**GIVEN EXERCISE:** Return the following lines exactly as they appear, but leave out the pictures.

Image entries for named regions
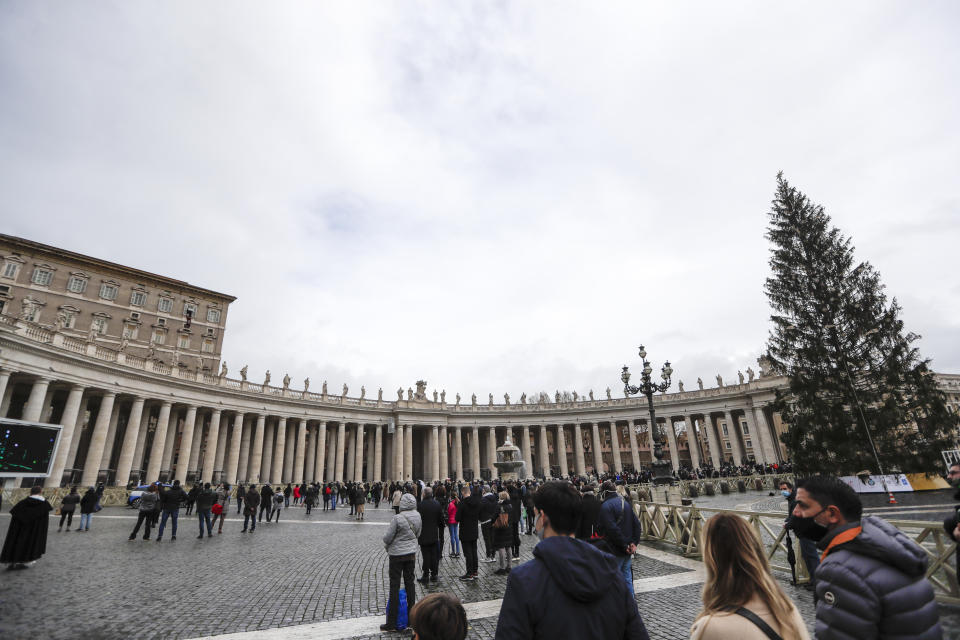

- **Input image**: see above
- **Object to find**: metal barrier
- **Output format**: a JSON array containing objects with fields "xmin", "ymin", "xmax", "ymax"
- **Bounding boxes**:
[{"xmin": 635, "ymin": 502, "xmax": 960, "ymax": 605}]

**ANSWER TO THE EXERCISE:**
- **Input image**: see above
- **Object to find**: metal barrier
- **Output format**: a JSON array containing objects with fields "xmin", "ymin", "xmax", "ymax"
- **Bounding boxes**:
[{"xmin": 635, "ymin": 502, "xmax": 960, "ymax": 605}]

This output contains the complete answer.